Segment Open
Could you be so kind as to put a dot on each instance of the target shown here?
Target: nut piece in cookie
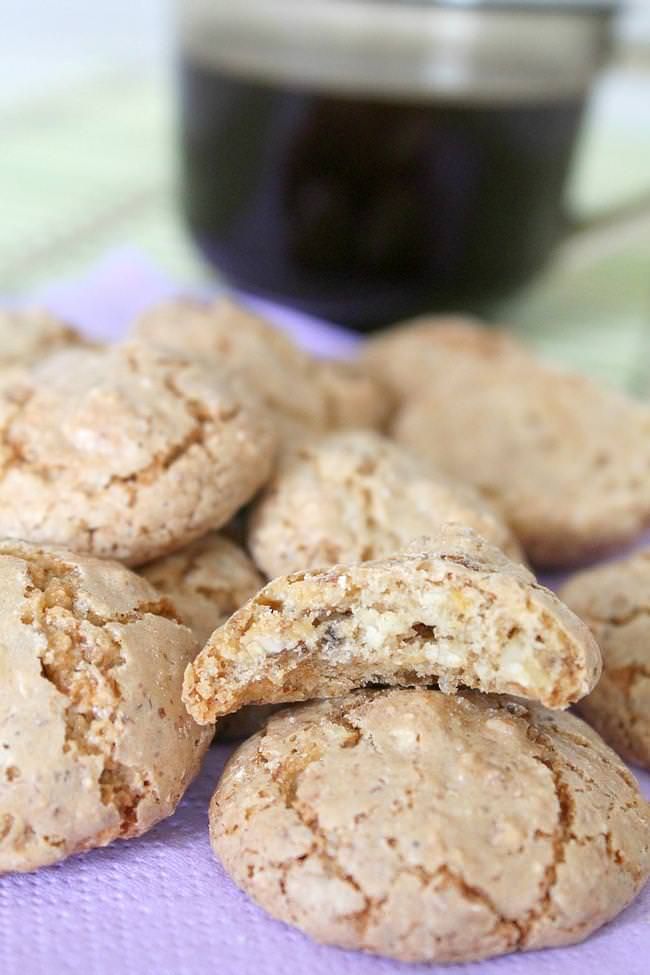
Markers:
(457, 611)
(127, 453)
(206, 582)
(355, 496)
(566, 461)
(614, 601)
(299, 390)
(431, 828)
(96, 744)
(28, 335)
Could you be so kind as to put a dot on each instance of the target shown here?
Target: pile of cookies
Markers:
(329, 559)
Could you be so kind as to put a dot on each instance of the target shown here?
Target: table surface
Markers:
(162, 903)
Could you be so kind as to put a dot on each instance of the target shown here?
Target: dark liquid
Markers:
(364, 211)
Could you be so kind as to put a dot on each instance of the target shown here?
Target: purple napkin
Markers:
(162, 905)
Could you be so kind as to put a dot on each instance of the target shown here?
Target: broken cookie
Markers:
(456, 611)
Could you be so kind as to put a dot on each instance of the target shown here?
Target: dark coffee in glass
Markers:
(364, 207)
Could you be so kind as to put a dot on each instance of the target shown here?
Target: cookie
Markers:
(431, 828)
(127, 452)
(206, 582)
(355, 496)
(28, 335)
(566, 461)
(614, 600)
(403, 357)
(300, 390)
(457, 611)
(96, 744)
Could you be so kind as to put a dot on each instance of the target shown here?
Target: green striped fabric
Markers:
(89, 167)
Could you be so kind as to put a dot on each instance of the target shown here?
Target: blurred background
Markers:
(88, 164)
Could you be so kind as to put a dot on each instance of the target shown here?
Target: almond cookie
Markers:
(96, 744)
(354, 496)
(126, 452)
(206, 582)
(566, 461)
(300, 390)
(614, 600)
(403, 357)
(431, 828)
(457, 611)
(27, 335)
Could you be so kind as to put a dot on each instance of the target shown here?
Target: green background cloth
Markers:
(88, 164)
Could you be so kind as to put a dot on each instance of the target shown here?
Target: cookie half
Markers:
(431, 828)
(96, 744)
(127, 452)
(566, 461)
(458, 612)
(299, 390)
(355, 496)
(614, 600)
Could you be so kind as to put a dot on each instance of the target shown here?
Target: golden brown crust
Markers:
(356, 496)
(564, 460)
(457, 610)
(127, 453)
(96, 742)
(303, 393)
(28, 335)
(364, 822)
(614, 600)
(206, 582)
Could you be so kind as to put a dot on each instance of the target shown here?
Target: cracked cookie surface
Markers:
(95, 743)
(355, 496)
(302, 392)
(28, 335)
(457, 610)
(431, 828)
(566, 462)
(614, 601)
(126, 453)
(206, 582)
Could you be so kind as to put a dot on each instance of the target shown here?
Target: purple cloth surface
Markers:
Segment Closed
How to complete this task:
All of the data must be set down exactly, with no pictures included.

Your solution:
Could you be so kind as to put a dot on each instance of the target shown here?
Target: nut piece in cookie
Markers:
(457, 611)
(127, 453)
(206, 582)
(355, 496)
(566, 461)
(614, 601)
(299, 390)
(431, 828)
(96, 744)
(28, 335)
Could you be so kind as to put a dot on each instance of the target shown here?
Target: pile of cookies
Markers:
(329, 559)
Could you be so kind as to put a dot on each instance of the target shown here?
Target: table surface
Markers:
(162, 903)
Could you be so kind as to put a dot on each instance of the target shown here?
Target: dark liquid
Markers:
(364, 211)
Could you be so kind as to put a dot on each instance of the target shown here?
Target: purple napkin
Markers:
(162, 905)
Could you be so kind as to put a dot on each instance of the target shown here?
Target: broken cookie
Markers:
(456, 611)
Could you be so kind as to put a dot on each instance of the target shown here?
Target: dark coffee in glass
Markers:
(364, 207)
Could you be so kind as to put a dot on each instance of the target shown here?
Target: cookie
Markers:
(431, 828)
(127, 452)
(206, 582)
(355, 496)
(28, 335)
(566, 461)
(614, 600)
(403, 357)
(300, 390)
(457, 611)
(96, 744)
Could you be so kind as to put a dot on each instance of the target shown here?
Target: green striped fabric
Markers:
(89, 167)
Could you be so kind as to put a dot on each instance of the target shown here?
Target: blurred background
Markers:
(88, 164)
Could you be so kind as to put a dot on each instance of the target shown here?
Target: almond cookie
Markers:
(96, 744)
(354, 496)
(126, 452)
(206, 582)
(566, 461)
(300, 390)
(614, 600)
(403, 357)
(431, 828)
(457, 611)
(27, 335)
Could you be so kind as to put a dot on each instance of the target shown here?
Target: green background cloth
Markers:
(88, 164)
Could you be so kind as to put a dot on each instance of the target shown here?
Target: cookie half
Markers:
(431, 828)
(96, 744)
(127, 452)
(566, 461)
(458, 612)
(299, 390)
(355, 496)
(614, 600)
Could you be so kind as to put a dot on each instance of the target shown here?
Target: golden brown crust
Markers:
(356, 496)
(564, 460)
(457, 610)
(127, 453)
(96, 742)
(303, 393)
(28, 335)
(364, 822)
(614, 600)
(206, 582)
Could you be so kind as to put a dot on each instance of the target shown here?
Target: cracked cookie surface
Markers:
(95, 743)
(355, 496)
(302, 392)
(28, 335)
(457, 610)
(431, 828)
(566, 462)
(614, 601)
(126, 453)
(206, 582)
Could you be so kind as to put a dot on each instance of the target shown here?
Target: purple cloth surface
Markers:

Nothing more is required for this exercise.